[Exercise aim] According to the Trelawney announcement, at what time and on what date will the special meeting of shareholders take place?

June 5, 2012 - Toronto, Ontario - Trelawney Mining and Exploration Inc. (the "Company" or "Trelawney") (TSXV: TRR, Frankfurt: RTW) announces that Institutional Shareholder Services ("ISS") and Glass Lewis & Co. ("Glass Lewis") have both recommended that shareholders vote FOR the special resolution to approve the plan of arrangement (the "Arrangement") between Trelawney and 2324010 Ontario Inc., a wholly-owned subsidiary of IAMGOLD Corporation ("IAMGOLD"), to be considered at the upcoming special meeting of shareholders of Trelawney to be held at 11:00 a.m. (Toronto time) on June 15, 2012, at the Toronto Board of Trade, 1 First Canadian Place, 3rd Floor, Toronto, Ontario, Canada.

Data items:
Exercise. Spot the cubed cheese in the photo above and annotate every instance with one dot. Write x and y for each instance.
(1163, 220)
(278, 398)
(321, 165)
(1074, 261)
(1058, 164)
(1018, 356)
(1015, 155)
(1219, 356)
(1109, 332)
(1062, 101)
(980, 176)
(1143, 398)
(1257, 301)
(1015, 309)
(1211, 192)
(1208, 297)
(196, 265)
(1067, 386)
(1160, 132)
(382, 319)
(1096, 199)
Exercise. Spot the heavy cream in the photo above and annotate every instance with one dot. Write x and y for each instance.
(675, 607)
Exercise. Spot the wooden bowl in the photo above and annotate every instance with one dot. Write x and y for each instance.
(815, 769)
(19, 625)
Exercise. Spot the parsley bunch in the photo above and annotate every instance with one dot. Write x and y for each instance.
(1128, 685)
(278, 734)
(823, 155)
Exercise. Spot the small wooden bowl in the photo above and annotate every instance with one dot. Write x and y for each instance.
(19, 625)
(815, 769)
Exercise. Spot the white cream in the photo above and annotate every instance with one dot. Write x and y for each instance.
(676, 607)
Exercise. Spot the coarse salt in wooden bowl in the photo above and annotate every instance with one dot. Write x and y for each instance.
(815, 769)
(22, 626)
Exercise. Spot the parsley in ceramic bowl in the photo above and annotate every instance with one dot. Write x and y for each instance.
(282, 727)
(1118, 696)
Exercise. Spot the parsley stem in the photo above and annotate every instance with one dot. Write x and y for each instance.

[The answer] 11:00 a.m. (Toronto time) on June 15, 2012